▶ [AIM] Render the data from the line containing "Point to the woman's" through the end as a two-column CSV with the headers instruction and reply. Each row should hold one instruction and the answer that follows it, each in its own quoted field, with line breaks replaced by spaces.

------ RECORD SET ------

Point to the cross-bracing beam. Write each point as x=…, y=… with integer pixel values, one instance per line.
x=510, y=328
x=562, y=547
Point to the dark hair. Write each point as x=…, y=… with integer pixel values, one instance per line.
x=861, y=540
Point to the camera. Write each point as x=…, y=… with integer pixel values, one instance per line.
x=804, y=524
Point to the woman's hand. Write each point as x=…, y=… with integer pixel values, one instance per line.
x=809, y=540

------

▶ [PROBLEM SOLUTION]
instruction,reply
"Point to the woman's hand. Write each point as x=…, y=… with integer pixel values, one instance per line.","x=809, y=540"